**ERFASSTE DATEN:**
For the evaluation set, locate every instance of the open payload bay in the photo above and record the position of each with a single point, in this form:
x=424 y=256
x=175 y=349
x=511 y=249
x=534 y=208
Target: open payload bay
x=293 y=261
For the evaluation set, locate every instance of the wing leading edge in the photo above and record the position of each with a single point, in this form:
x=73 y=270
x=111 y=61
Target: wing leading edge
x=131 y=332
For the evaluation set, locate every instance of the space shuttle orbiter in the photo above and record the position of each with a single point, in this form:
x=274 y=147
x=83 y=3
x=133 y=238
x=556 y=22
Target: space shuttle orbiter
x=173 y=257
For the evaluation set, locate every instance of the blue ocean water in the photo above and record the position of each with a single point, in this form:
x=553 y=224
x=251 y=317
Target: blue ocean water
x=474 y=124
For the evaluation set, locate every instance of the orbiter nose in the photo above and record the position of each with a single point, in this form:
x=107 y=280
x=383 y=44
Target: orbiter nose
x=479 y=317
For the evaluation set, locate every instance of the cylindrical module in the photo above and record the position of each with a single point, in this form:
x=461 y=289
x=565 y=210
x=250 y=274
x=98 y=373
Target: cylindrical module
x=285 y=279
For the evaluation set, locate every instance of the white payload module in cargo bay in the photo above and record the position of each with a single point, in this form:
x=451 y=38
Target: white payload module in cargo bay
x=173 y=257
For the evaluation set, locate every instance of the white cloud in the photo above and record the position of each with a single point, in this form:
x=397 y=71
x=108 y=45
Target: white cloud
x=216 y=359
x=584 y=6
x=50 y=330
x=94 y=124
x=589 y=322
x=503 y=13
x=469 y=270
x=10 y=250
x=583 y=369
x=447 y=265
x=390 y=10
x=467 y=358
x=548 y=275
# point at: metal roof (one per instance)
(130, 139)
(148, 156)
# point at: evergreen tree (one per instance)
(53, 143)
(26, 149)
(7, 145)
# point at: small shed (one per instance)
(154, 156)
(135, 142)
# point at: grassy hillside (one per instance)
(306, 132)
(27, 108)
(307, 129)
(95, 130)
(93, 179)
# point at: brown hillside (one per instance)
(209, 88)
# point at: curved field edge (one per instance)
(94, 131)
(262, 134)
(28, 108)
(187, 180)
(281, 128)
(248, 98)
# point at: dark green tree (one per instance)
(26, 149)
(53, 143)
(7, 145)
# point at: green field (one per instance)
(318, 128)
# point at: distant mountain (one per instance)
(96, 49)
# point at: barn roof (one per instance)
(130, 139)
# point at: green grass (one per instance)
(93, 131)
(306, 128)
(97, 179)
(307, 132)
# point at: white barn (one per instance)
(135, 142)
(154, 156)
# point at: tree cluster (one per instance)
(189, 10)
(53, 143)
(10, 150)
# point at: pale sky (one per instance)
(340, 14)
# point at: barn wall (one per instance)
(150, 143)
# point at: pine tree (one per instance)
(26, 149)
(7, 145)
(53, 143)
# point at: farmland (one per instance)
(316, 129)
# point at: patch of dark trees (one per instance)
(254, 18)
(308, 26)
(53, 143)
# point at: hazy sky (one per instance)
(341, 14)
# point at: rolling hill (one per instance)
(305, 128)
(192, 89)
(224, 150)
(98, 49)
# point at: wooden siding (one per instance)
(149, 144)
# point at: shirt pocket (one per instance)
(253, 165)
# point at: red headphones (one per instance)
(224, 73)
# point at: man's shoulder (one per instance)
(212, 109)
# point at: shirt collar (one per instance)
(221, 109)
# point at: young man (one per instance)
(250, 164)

**AUFGABENSTELLUNG:**
Ändere in den Zeilen oben "orbiter nose" überall in "shuttle nose" und gib alle Zeilen sonst unverändert wieder.

**ANTWORT ZUR AUFGABE:**
For the evaluation set, locate every instance of the open payload bay in the photo above and record the position of each with a single point, in this form:
x=424 y=256
x=175 y=349
x=511 y=249
x=534 y=208
Target: open payload bay
x=293 y=261
For the evaluation set, locate every instance of the wing leading edge in the photo above and record the position of each with a single point, in this form:
x=73 y=270
x=111 y=61
Target: wing leading edge
x=131 y=332
For the evaluation set, locate every instance of the space shuttle orbiter in the photo above and record the position of each with a single point, in this form:
x=274 y=147
x=83 y=3
x=133 y=238
x=556 y=22
Target: space shuttle orbiter
x=173 y=257
For the evaluation set, locate every instance of the blue ocean water in the photo above and record the position of each with a single point, in this form:
x=553 y=224
x=251 y=317
Target: blue ocean water
x=474 y=124
For the evaluation set, locate every instance of the shuttle nose in the photo above and record the position of each with a single point, in this form:
x=107 y=280
x=383 y=44
Target: shuttle nose
x=479 y=317
For the evaluation set, locate every instance of the cylindrical module in the photo above and record the position of each with a single point, in this form:
x=461 y=289
x=565 y=210
x=250 y=274
x=98 y=373
Target: cylindrical module
x=285 y=279
For the evaluation set, locate every instance of the white payload module in cargo bay in the photo above and record the position of each with a single point, in this form:
x=451 y=38
Target: white payload module in cargo bay
x=173 y=257
For the evaluation set, locate every instance of the white cloud in the photo above and record the position of each with a single point, in this form:
x=397 y=71
x=108 y=45
Target: white cloud
x=216 y=359
x=584 y=6
x=50 y=330
x=94 y=124
x=589 y=322
x=503 y=13
x=469 y=270
x=10 y=250
x=583 y=369
x=447 y=265
x=390 y=10
x=467 y=358
x=548 y=275
# point at: metal roof (one per instance)
(130, 139)
(148, 156)
# point at: evergreen tree (one per instance)
(53, 143)
(26, 149)
(7, 145)
# point at: small shed (one per instance)
(154, 156)
(135, 142)
# point at: grassy hillside (one per instance)
(306, 132)
(27, 108)
(307, 129)
(95, 130)
(93, 179)
# point at: brown hillside (one per instance)
(209, 88)
# point at: curved field edge (one per instance)
(94, 131)
(262, 134)
(28, 108)
(187, 180)
(281, 128)
(248, 98)
# point at: dark green tree (one per instance)
(26, 149)
(53, 143)
(7, 145)
# point at: green field (one per instance)
(318, 128)
# point at: distant mountain (one per instance)
(96, 49)
# point at: barn roof (one per instance)
(130, 139)
# point at: green grass (one per instance)
(93, 131)
(306, 128)
(97, 179)
(307, 132)
# point at: white barn (one per instance)
(135, 142)
(154, 156)
# point at: tree cluster (one per instance)
(189, 10)
(53, 143)
(10, 150)
# point at: pale sky (one per instance)
(340, 14)
# point at: barn wall (one per instance)
(150, 143)
# point at: pine tree (one per instance)
(26, 149)
(7, 145)
(53, 143)
# point at: farmland (one per instance)
(316, 129)
# point at: patch of dark trees (one per instance)
(254, 18)
(308, 26)
(53, 143)
# point at: hazy sky (one per instance)
(341, 14)
# point at: rolling hill (one per instance)
(305, 128)
(192, 89)
(224, 150)
(98, 49)
# point at: wooden siding (one per instance)
(149, 144)
# point at: shirt pocket (one per instance)
(253, 165)
# point at: red headphones (one per instance)
(224, 73)
# point at: man's shoulder (one per instance)
(212, 109)
# point at: shirt collar (one per instance)
(221, 109)
# point at: young man (one per instance)
(250, 164)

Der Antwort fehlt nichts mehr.